_STATED TASK_. Rewrite the material starting at the line containing "skin --coords pixels" and ending after the line containing "M292 389L250 385L296", changing "smooth skin" to "bare skin" and leaving everything else as is. Return only those lines.
-- -- --
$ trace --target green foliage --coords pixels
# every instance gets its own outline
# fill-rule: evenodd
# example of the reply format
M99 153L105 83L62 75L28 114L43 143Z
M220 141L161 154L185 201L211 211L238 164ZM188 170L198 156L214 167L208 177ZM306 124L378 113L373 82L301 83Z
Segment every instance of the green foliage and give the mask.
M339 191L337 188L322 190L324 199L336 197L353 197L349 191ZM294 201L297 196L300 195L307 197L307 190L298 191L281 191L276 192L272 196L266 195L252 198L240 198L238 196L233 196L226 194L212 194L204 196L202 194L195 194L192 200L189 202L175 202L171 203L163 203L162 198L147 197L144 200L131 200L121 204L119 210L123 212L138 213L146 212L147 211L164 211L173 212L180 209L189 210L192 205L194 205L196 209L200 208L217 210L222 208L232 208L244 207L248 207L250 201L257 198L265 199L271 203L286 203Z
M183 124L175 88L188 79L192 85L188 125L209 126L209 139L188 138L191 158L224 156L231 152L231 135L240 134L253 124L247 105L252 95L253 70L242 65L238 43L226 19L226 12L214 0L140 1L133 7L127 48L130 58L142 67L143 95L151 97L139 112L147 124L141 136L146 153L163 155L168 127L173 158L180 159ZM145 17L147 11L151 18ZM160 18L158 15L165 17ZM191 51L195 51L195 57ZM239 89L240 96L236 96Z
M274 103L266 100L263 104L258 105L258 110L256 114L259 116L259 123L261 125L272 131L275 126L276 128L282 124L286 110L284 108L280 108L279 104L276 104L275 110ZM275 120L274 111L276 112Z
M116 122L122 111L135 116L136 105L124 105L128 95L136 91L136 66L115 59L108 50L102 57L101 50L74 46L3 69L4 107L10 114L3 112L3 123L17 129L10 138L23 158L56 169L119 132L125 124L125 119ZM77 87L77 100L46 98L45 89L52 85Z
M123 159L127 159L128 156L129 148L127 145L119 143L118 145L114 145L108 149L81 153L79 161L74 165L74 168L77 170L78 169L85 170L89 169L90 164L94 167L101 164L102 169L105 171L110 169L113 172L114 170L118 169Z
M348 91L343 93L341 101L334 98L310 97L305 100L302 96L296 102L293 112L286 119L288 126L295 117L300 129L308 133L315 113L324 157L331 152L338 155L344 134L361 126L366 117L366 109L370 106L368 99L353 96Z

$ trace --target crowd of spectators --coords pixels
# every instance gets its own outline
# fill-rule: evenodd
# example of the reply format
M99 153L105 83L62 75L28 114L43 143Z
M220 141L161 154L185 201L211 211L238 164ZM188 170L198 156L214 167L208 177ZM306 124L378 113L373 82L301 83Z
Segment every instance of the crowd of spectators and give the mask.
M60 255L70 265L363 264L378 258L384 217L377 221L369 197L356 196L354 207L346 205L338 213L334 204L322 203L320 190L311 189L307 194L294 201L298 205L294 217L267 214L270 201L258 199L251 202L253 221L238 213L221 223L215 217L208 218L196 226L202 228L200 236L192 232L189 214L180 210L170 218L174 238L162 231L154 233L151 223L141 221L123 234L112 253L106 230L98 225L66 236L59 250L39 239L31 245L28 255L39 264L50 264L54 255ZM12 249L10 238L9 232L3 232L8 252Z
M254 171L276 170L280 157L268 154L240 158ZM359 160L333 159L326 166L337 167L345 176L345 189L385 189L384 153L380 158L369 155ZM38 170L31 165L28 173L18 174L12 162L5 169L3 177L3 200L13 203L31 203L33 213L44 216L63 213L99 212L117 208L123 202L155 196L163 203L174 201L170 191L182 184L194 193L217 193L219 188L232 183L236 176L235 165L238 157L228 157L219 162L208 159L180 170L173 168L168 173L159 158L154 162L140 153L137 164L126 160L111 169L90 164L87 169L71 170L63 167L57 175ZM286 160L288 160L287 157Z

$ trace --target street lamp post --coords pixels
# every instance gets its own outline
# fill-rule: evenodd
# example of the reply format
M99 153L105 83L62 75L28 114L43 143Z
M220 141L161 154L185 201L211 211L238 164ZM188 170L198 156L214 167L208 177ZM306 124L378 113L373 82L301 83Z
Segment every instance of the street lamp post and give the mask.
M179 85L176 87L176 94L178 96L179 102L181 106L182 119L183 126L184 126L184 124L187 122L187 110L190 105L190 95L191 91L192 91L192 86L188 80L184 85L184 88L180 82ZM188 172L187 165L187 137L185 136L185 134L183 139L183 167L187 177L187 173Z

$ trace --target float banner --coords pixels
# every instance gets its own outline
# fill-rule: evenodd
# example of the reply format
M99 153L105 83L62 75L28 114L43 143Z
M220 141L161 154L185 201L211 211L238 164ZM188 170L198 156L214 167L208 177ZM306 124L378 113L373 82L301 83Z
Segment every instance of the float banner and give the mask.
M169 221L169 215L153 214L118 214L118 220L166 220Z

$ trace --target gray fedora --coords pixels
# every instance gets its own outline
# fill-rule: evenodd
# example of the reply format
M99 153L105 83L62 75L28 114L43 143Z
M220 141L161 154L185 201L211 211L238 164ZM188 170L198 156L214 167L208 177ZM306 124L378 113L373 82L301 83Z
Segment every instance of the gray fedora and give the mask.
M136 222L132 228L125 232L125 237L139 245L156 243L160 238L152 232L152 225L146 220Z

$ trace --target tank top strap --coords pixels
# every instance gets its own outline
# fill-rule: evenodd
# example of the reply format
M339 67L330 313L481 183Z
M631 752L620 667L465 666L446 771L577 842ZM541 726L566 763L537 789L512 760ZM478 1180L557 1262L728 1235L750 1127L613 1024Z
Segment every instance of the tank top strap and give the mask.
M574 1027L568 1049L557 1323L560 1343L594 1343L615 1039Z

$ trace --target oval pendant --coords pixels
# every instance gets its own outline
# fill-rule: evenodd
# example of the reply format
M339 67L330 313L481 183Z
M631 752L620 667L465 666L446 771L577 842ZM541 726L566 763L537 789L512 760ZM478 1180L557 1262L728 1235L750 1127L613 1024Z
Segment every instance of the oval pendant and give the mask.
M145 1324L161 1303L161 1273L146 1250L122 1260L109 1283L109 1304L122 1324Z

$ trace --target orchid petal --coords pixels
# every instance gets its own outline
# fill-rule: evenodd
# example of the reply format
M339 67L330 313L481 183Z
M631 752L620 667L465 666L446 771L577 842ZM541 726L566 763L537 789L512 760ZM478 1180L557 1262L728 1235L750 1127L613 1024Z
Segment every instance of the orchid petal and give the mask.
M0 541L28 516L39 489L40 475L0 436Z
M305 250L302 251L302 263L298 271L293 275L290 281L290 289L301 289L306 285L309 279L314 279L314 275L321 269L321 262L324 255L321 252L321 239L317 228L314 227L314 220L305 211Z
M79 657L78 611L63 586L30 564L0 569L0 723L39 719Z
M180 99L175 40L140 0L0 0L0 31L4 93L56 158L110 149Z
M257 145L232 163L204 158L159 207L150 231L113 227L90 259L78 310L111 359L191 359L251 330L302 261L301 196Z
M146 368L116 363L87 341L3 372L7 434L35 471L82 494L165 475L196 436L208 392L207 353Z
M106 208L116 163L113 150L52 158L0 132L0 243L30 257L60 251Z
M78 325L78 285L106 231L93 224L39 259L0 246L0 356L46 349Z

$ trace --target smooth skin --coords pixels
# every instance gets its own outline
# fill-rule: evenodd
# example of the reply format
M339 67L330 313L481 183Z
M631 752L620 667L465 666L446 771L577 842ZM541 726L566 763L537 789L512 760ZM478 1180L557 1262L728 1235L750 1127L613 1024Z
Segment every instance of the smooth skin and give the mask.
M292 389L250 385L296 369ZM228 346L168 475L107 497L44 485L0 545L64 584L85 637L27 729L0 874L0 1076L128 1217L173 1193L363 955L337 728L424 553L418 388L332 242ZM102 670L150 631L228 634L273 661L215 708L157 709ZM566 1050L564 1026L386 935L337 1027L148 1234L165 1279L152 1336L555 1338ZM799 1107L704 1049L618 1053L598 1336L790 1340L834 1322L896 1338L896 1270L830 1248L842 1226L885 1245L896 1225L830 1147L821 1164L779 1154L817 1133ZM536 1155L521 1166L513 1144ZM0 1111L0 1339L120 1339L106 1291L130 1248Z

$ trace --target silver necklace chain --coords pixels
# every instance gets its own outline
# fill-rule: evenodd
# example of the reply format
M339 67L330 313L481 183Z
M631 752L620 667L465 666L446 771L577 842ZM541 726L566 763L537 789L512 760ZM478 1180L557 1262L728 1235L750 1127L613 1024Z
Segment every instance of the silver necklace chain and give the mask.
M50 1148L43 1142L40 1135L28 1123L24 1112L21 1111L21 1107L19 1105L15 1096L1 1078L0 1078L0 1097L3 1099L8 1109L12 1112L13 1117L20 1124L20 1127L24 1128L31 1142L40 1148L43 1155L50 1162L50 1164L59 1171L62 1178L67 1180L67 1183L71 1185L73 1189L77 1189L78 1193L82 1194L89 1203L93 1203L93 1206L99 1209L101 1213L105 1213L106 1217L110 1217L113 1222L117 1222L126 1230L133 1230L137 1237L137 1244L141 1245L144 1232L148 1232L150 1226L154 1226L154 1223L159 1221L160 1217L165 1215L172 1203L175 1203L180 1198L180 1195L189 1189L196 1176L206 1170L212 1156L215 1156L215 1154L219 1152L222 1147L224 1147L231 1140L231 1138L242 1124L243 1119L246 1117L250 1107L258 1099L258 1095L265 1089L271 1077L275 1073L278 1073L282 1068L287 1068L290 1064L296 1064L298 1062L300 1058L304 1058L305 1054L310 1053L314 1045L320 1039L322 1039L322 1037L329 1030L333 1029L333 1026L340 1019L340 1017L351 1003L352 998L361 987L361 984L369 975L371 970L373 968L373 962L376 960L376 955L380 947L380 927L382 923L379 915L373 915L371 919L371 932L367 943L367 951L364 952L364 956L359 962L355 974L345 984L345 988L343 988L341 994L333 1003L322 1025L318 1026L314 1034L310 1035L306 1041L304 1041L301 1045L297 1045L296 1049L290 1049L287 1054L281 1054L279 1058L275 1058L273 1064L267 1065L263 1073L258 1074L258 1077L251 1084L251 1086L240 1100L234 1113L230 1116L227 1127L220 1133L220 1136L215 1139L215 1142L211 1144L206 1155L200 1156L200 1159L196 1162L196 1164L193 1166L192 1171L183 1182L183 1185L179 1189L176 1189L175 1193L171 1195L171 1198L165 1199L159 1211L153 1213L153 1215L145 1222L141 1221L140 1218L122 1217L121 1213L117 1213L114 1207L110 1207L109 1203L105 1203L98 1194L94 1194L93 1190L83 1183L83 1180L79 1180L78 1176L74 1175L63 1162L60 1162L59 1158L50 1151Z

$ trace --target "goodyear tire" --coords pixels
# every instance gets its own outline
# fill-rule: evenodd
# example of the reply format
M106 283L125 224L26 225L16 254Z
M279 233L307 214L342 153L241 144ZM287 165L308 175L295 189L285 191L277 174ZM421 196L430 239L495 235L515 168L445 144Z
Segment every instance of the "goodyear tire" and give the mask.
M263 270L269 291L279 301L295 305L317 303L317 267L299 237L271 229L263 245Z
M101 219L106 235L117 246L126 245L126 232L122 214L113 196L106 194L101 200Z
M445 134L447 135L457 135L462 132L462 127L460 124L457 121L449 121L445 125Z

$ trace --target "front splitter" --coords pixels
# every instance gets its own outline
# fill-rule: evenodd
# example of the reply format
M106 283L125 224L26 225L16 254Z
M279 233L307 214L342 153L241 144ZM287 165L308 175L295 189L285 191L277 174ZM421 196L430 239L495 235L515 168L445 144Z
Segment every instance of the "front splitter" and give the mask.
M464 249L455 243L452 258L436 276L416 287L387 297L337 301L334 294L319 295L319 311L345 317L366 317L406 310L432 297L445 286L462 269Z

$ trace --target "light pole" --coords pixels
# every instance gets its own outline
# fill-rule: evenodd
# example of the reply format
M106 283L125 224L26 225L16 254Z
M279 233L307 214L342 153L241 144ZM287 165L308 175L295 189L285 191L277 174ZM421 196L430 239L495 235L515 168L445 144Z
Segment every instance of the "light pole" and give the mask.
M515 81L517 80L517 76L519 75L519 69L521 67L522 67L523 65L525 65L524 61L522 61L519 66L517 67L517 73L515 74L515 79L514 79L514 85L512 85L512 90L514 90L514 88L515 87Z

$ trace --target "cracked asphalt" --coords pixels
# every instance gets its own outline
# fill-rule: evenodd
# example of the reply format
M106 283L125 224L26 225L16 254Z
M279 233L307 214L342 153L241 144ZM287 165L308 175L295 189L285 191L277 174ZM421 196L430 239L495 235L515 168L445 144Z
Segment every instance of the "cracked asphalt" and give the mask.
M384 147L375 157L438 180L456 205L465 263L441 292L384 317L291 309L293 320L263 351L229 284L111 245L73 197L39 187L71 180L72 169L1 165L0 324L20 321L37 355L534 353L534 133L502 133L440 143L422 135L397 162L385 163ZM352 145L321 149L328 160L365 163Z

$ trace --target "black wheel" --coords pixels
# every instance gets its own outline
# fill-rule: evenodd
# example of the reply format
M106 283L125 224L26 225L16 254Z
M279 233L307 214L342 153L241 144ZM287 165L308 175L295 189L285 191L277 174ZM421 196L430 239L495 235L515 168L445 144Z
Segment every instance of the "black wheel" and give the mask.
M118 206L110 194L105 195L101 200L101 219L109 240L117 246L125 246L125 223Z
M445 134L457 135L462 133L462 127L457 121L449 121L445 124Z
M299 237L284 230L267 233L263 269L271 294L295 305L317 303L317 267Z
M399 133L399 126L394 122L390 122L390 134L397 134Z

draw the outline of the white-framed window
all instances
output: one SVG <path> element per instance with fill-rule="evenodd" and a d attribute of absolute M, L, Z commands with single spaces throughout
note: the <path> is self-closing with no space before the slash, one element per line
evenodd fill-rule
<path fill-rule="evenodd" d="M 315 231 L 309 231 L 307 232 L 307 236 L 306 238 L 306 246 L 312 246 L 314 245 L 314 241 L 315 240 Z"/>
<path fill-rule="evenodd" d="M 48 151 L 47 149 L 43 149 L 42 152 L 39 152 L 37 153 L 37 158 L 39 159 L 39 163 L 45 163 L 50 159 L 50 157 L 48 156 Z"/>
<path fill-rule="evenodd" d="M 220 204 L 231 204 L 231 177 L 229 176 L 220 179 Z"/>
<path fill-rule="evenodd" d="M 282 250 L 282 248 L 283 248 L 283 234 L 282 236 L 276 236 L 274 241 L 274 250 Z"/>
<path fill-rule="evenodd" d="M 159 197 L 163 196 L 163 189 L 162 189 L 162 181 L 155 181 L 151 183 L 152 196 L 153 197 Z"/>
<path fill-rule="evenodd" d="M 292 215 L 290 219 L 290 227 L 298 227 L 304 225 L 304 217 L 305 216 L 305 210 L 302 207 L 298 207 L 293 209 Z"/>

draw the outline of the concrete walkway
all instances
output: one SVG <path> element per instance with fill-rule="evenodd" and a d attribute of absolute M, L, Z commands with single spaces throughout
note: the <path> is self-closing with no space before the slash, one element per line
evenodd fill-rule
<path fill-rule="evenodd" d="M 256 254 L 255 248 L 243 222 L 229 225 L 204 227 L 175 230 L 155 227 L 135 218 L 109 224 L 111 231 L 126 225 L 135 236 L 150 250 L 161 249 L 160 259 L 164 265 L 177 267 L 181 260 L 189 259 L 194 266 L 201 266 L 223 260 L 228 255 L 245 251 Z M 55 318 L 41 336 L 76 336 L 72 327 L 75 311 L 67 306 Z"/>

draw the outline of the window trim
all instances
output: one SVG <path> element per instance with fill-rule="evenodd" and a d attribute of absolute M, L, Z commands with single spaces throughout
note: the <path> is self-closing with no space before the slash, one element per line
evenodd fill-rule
-- -- --
_EXERCISE RESULT_.
$ trace --target bare skin --coords pixels
# every instance gets its own outline
# fill-rule: evenodd
# example of the reply format
M339 67L330 313L481 183Z
M631 752L620 667L465 666L446 771L577 842ZM541 726L566 763L537 789L512 760ZM478 1180L557 1262L728 1235L750 1127L613 1024Z
Segment every instance of the bare skin and give the mask.
M292 389L250 385L296 369ZM228 346L168 475L107 497L44 485L0 545L64 584L85 637L27 729L0 874L0 1076L128 1217L173 1193L363 955L337 728L424 553L418 388L332 242ZM102 670L150 631L228 634L273 661L215 708L157 709ZM566 1050L564 1026L386 935L337 1027L148 1234L165 1279L152 1336L555 1338ZM799 1107L704 1049L618 1053L598 1336L790 1340L834 1322L896 1338L896 1270L830 1248L842 1226L885 1245L896 1225L830 1147L821 1164L779 1154L817 1133ZM536 1155L521 1166L513 1144ZM0 1111L0 1339L120 1339L106 1291L130 1248Z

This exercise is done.